= Brief 1 =
Write out the stretch of the records from their first line through the line containing "219 68 L 221", keeping both ends.

= Passage to read =
=-=-=-=-=

That is part of the analysis on the closeness of a shopping center to the State.

William H. Rehnquist:

But in — in Lloyd and Hudgens, the people who wanted to distribute leaflets were coming here simply claiming that the First and Fourteenth Amendments gave them that right.

Here, they’re coming here saying that the California Property Law gives them that right.

They don’t have to rely on the Federal Constitution.

Max L. Gillam, Jr.:

No, sir and this is a new found California property right, which is asserted against what this Court has historically viewed as federal due process and First Amendment rights.

The —

Harry A. Blackmun:

Maybe new found, but haven’t we historically attributed to state law the boundaries of property rights?

I — I sympathize with you when you get a 4 to 3 decision in your Court, with very strongly —

Max L. Gillam, Jr.:

The interests are created by state law.

There is no question about that, but their characterization as property for due processes is determined by federal standards.

Byron R. White:

Well, suppose — suppose the man owns a shopping center or a grocery store or something and there are no relevant statutes at all and someone comes in and wants to pass out leaflets.

He says, “Get off of my property” and he can throw him off, even the fellow says “I’ve got — just think of my speech rights” and he says, “Tell it to the State.”

It protects you against state interference, “Don’t interfere, you just get out of my place.”

What is that — what if the — what if the — if there is a statute passed by the State that says that all owners of shopping centers will — must let on to their property, people who want to picket their lessees.

Max L. Gillam, Jr.:

I think, Your Honor that the —

Byron R. White:

And then of — of — the State has some — some power to regulate property rights?

Max L. Gillam, Jr.:

Yes, Mr. Justice White.

They do have power to regulate property rights, but they do not have the power in an unreasonable manner and sub — subject to the federal test on what constitutes property.

Byron R. White:

Well, what the —

Max L. Gillam, Jr.:

The right to take away.

May I give an example?

Byron R. White:

Well, just forget that.

In my example there is no federal interest, yet whatsoever.

There’s just a state law that says that — that picketers come on your property.

Max L. Gillam, Jr.:

What — basically, this Court talked about in Lloyd and in Hudgens and Babcock & Wilcox and the labor cases is what kind of accommodation must there be between statutory matters such as set forth in the NLRA and the interest of the property owner or in this case, the speaker or non-speaker?

And this Court in these decisions has sought for an accommodation such that the historic rights of property, the things generally associated with property would not be diluted except to the extent necessary to fulfill the purposes of the Act and the NLRA industrial peace.

=-=-=-=-=

= Brief 2 =
Extend the courtroom exchange on shopping-center property rights and leafleting, picking up after its last sentence.

= Data for this exercise =
=-=-=-=-=

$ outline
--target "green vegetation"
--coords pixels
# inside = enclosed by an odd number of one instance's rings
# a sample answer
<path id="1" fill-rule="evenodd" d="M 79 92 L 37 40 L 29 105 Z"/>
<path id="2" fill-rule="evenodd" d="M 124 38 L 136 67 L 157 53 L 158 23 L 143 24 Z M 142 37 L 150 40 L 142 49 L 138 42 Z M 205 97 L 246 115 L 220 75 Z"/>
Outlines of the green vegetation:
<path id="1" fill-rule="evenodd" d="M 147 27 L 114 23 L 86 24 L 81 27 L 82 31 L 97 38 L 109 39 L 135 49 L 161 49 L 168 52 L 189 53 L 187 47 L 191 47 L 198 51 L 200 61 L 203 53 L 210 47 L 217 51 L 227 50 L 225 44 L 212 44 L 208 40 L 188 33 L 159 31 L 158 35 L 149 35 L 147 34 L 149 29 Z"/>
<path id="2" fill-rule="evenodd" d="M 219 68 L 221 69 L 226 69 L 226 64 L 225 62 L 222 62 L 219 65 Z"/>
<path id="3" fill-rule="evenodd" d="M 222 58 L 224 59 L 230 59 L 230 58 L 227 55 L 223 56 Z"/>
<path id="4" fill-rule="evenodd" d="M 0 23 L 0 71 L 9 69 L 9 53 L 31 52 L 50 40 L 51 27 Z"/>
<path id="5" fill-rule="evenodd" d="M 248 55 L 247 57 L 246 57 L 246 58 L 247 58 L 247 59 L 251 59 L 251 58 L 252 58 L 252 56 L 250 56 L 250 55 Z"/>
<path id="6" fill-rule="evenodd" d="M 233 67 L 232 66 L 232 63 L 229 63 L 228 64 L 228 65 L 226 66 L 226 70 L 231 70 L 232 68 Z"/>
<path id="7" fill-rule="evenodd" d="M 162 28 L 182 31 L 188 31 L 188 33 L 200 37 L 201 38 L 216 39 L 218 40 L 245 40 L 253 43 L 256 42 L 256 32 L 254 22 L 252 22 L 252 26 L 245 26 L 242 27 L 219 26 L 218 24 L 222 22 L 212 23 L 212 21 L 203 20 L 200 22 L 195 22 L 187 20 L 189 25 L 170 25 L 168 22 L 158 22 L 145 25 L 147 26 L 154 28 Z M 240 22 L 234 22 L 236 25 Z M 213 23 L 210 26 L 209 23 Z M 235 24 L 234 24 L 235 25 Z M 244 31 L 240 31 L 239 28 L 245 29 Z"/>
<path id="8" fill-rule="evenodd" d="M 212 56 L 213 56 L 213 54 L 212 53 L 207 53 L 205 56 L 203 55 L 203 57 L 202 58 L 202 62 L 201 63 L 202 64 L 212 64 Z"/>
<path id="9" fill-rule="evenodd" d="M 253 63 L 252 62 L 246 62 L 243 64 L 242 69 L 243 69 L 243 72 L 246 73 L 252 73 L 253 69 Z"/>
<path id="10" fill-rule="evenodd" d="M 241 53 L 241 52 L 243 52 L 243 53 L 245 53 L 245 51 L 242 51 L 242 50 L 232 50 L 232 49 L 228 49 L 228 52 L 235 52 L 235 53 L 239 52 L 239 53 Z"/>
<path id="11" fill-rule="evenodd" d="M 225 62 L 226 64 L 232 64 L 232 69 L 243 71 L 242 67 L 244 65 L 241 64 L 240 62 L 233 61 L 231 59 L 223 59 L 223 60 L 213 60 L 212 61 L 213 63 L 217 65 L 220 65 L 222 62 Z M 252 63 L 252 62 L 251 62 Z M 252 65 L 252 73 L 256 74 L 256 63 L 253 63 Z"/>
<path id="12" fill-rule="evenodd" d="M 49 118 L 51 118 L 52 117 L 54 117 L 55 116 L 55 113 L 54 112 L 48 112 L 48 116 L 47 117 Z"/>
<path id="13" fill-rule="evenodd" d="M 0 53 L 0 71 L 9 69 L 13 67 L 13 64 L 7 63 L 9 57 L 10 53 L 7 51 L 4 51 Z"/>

=-=-=-=-=

= Written reply 1 =
$ outline
--target "green vegetation"
--coords pixels
# inside = enclosed by an odd number of one instance's rings
# a sample answer
<path id="1" fill-rule="evenodd" d="M 79 92 L 37 40 L 29 105 Z"/>
<path id="2" fill-rule="evenodd" d="M 124 38 L 136 67 L 157 53 L 158 23 L 143 24 Z M 142 37 L 150 40 L 142 49 L 138 42 Z M 205 97 L 246 115 L 220 75 Z"/>
Outlines of the green vegetation:
<path id="1" fill-rule="evenodd" d="M 147 27 L 114 23 L 86 24 L 81 27 L 82 31 L 97 38 L 109 39 L 135 49 L 161 49 L 168 52 L 189 53 L 187 47 L 191 47 L 198 51 L 200 61 L 203 53 L 210 47 L 217 51 L 227 50 L 225 44 L 212 44 L 208 40 L 188 33 L 159 31 L 158 35 L 149 35 L 147 34 L 149 29 Z"/>
<path id="2" fill-rule="evenodd" d="M 219 68 L 221 69 L 226 69 L 226 64 L 225 62 L 222 62 L 219 65 Z"/>

= Written reply 2 =
And this Court has consistently now, looked to adequate available alternatives before stating that the Union could enter on to private property either for organizational activity or for picketing and protest of a strike.

Byron R. White:

Well, I know, but you’re just — so you’re just saying that whether the State had a — a statute like I just suggested that it would be unconstitutional on its face?

Max L. Gillam, Jr.:

No, sir.

It would not be unconstitutional on its face and —

Byron R. White:

Well, for — for a failure to be more — be more precise.

Max L. Gillam, Jr.:

I — I can anticipate the possibility of a small state such as Rhode Island, holding legislative hearings and having testimony of fact appear before it, and the legislature coming to factual conclusions in the legislative history, to the effect that in the absence of access to shopping centers, there were no alternatives available opportunities to persons for expressive activity.

We have the exact opportunity in this case.

The California —

William H. Rehnquist:

Well, would that — would that Rhode Island conclusion means that the Rhode Island legislature was mandated to put a limitation on property rights or only that it could?

Max L. Gillam, Jr.:

It would only indicate that it could.

That would not — I hasten to add, immunize it from an attack by somebody who differed with that conclusion.

But in this case, California, an absolutist, simplistic label of, “shopping center” and used statistics that indicated that shopping centers had increased greatly.

But they were faced with the finding of fact and conclusion of law below, as to the existence of quantities of available adequate alternatives.

And a conclusion that effective means of communication for expressive activity existed outside of Mr. Sahadi’s shopping center.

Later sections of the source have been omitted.